Documento de origem -
>>>>

Dicionário do Patrimônio Cultural

Inspetoria de Monumentos Nacionais (1934-1937)

Verbete

Aline Montenegro Magalhães

A Inspetoria de Monumentos Nacionais (IMN) foi criada pelo Decreto nº 24.735, de 14 de julho de 1934 – assinado pelo presidente Getúlio Vargas e seu ministro da Educação e Saúde Pública, Washington Pires –, que aprovou o novo regulamento do Museu Histórico Nacional (MHN). Caberiam ao novo departamento do Museu Histórico as funções de inspeção das edificações de valor histórico e artístico e o controle do comércio de objetos de arte e antiguidades, o que seria feito com base em algumas determinações, entre as quais a organização de um catálogo dos edifícios dotados de “valor e interesse artístico-histórico existentes no país” para propor ao governo federal aqueles que deveriam ser declarados Monumentos Nacionais, não podendo ser demolidos, reformados ou transformados sem a permissão e fiscalização do MHN. A IMN não tinha autonomia para determinar quais edificações deveriam ser consideradas monumentos nacionais. Estava previsto apenas um levantamento a título de sugestão ao governo federal para que este então atribuísse o título de monumento.

A IMN também ficaria encarregada de entrar em entendimento com os governos dos estados para uniformizar a legislação sobre a proteção e conservação dos Monumentos Nacionais, bem como a guarda e fiscalização dos objetos histórico-artísticos. Desta feita, cada estado se responsabilizaria pelos encargos dessa atividade em seus territórios, a exemplo do que já vinha sendo feito na Bahia com a Inspetoria Estadual dos Monumentos Nacionais, criada em 1927, e em Pernambuco com instituição congênere fundada em 1928, sendo que, a partir de então, seriam orquestradas e supervisionadas pelo órgão sediado no MHN.

O regulamento se deteve mais à fiscalização e ao controle do comércio de objetos históricos e artísticos, dedicando a maior parte de seus artigos para esse fim. Assim, a IMN deveria organizar “um catálogo, tanto quanto possível completo, dos objetos histórico-artísticos de notável valor existentes no país, no qual os particulares poderão requerer a inclusão dos de sua propriedade, o que será deferido após exame, identificação e notação”. A exportação desses objetos só era autorizada pelo diretor do MHN mediante o pagamento de uma taxa de Cr$ 300,00 sobre o valor dado pela avaliação que o próprio MHN fazia. Entretanto, caso fossem considerados de “notável importância histórica” ou cuja conservação no país fosse conveniente, sua exportação não era autorizada, cabendo apreensão das peças por infração desses dispositivos, passando elas a fazer parte do patrimônio nacional, no Museu Histórico Nacional.

<<<<

Dados extraídos -
>>>>

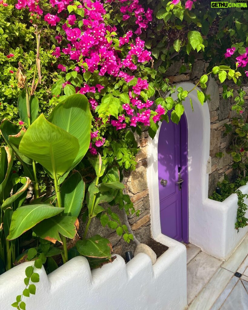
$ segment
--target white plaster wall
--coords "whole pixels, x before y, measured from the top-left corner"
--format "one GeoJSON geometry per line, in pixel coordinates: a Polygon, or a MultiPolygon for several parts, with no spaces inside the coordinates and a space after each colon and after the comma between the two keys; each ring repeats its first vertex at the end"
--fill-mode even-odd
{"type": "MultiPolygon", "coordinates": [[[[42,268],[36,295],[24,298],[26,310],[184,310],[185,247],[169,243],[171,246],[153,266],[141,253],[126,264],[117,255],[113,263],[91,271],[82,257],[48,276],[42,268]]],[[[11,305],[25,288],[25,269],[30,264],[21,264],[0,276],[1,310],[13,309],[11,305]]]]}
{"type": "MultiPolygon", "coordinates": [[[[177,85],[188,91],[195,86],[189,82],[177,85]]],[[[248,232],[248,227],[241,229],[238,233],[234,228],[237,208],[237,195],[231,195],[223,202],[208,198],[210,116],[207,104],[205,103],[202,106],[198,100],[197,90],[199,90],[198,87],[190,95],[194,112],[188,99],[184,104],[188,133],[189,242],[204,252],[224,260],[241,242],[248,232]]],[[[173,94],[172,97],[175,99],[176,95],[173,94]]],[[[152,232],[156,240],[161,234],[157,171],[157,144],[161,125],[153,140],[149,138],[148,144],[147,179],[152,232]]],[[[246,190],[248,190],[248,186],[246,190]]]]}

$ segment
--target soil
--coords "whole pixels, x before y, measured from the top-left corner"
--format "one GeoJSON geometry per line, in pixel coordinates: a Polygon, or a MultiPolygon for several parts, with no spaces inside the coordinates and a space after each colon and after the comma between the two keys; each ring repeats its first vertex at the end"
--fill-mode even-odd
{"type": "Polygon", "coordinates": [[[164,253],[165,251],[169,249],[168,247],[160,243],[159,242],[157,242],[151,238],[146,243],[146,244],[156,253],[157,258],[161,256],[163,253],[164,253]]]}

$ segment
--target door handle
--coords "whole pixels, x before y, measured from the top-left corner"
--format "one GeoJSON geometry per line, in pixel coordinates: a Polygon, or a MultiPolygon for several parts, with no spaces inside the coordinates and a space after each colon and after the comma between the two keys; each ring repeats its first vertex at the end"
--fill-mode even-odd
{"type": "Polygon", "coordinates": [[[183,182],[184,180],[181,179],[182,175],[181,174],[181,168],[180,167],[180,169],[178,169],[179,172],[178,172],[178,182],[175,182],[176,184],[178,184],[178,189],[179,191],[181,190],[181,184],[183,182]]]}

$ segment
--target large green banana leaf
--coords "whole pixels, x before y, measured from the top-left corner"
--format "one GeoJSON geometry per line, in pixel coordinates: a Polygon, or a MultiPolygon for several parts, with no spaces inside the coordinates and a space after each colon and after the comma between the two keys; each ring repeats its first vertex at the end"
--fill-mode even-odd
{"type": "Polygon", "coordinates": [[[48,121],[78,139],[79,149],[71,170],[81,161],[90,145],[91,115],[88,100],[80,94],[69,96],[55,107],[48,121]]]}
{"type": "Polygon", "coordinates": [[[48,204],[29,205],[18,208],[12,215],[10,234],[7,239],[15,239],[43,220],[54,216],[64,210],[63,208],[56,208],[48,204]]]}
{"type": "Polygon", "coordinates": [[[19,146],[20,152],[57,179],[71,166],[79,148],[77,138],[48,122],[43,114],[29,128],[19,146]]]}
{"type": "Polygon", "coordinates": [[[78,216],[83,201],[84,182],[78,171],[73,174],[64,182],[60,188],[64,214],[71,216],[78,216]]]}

<<<<
>>>>

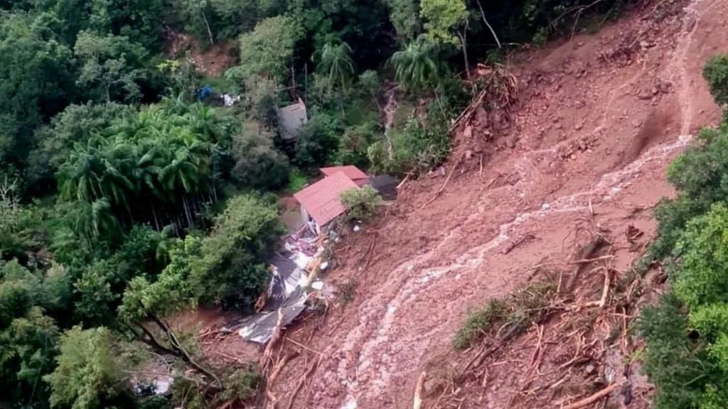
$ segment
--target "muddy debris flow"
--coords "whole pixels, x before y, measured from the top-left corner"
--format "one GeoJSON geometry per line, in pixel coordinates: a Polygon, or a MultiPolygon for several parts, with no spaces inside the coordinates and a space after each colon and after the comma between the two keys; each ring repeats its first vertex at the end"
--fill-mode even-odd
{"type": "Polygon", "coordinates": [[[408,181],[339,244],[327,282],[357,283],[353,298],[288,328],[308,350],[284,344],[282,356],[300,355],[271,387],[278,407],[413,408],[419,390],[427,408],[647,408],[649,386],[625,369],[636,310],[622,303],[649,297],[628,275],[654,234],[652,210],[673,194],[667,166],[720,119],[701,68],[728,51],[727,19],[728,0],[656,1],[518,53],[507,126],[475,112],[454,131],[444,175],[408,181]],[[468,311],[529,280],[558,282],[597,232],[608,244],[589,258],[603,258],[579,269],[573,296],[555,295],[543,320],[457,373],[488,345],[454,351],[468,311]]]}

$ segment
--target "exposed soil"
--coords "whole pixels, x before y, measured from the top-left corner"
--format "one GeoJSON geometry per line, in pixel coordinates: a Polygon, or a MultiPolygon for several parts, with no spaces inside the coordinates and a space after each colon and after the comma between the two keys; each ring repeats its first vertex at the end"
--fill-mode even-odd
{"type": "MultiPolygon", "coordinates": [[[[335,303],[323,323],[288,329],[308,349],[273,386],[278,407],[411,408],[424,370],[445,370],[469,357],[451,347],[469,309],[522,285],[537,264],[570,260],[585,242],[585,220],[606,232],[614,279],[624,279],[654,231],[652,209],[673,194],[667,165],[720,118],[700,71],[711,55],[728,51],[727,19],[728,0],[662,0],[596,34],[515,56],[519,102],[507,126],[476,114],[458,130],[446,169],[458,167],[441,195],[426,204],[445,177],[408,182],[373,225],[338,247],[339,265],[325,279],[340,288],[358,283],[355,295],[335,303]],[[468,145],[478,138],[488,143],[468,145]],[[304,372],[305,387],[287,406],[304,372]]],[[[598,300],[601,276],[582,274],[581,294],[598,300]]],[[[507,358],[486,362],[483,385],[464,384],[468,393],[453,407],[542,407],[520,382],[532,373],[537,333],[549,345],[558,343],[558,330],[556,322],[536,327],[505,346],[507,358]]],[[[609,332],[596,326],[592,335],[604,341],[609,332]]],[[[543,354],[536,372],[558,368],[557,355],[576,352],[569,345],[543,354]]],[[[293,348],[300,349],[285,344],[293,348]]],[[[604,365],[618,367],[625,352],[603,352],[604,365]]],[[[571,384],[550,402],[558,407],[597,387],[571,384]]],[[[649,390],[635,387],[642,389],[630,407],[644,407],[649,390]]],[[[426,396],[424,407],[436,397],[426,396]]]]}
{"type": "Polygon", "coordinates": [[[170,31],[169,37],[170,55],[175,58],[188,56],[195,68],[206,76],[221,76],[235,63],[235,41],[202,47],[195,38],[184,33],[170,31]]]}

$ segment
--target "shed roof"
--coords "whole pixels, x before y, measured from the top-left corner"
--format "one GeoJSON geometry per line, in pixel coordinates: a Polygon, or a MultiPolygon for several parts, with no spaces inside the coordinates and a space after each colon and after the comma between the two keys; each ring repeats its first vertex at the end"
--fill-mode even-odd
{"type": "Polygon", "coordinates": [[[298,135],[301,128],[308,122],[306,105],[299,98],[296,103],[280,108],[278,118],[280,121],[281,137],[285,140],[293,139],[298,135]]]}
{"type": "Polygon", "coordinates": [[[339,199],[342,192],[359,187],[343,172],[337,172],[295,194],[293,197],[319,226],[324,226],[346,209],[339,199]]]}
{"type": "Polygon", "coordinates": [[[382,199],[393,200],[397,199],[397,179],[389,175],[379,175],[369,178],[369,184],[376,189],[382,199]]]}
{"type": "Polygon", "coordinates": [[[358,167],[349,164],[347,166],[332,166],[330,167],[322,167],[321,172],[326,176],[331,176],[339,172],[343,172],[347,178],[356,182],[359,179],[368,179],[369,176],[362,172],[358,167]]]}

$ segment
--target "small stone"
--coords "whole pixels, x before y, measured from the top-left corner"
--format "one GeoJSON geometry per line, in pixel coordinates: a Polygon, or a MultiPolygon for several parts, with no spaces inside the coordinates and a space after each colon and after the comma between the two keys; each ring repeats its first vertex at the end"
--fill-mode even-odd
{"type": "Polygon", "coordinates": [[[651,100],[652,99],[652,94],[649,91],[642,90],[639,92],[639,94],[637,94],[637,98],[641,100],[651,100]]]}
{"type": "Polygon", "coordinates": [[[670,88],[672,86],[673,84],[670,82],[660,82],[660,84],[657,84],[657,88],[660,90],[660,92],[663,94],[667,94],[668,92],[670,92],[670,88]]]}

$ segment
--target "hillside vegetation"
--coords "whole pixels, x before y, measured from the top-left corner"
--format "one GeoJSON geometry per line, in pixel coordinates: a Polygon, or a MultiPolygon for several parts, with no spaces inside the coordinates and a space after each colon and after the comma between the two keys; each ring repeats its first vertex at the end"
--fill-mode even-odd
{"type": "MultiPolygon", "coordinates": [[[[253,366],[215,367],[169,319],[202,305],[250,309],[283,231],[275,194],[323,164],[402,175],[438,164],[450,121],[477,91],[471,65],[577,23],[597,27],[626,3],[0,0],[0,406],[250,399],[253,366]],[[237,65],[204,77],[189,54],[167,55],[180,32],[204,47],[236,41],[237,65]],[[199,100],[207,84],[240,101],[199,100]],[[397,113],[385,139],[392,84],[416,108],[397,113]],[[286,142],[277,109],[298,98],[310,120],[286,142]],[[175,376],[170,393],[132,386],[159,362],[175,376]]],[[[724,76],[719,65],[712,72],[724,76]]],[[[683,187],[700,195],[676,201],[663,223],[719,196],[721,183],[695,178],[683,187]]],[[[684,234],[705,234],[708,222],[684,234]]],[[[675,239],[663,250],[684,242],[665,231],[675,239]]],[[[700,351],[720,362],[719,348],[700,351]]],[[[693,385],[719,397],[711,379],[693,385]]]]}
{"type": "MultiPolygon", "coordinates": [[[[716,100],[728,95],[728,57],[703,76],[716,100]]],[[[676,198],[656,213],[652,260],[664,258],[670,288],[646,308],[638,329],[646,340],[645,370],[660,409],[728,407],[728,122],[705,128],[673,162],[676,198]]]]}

<<<<

O que fazer -
Traduza para o inglês esta frase do verbete sobre a Inspetoria de Monumentos Nacionais: "A IMN não tinha autonomia para determinar quais edificações deveriam ser consideradas monumentos nacionais." O material é independente do verbete e não faz parte dele.

Resposta à tarefa -
The IMN did not have the autonomy to determine which buildings should be considered national monuments.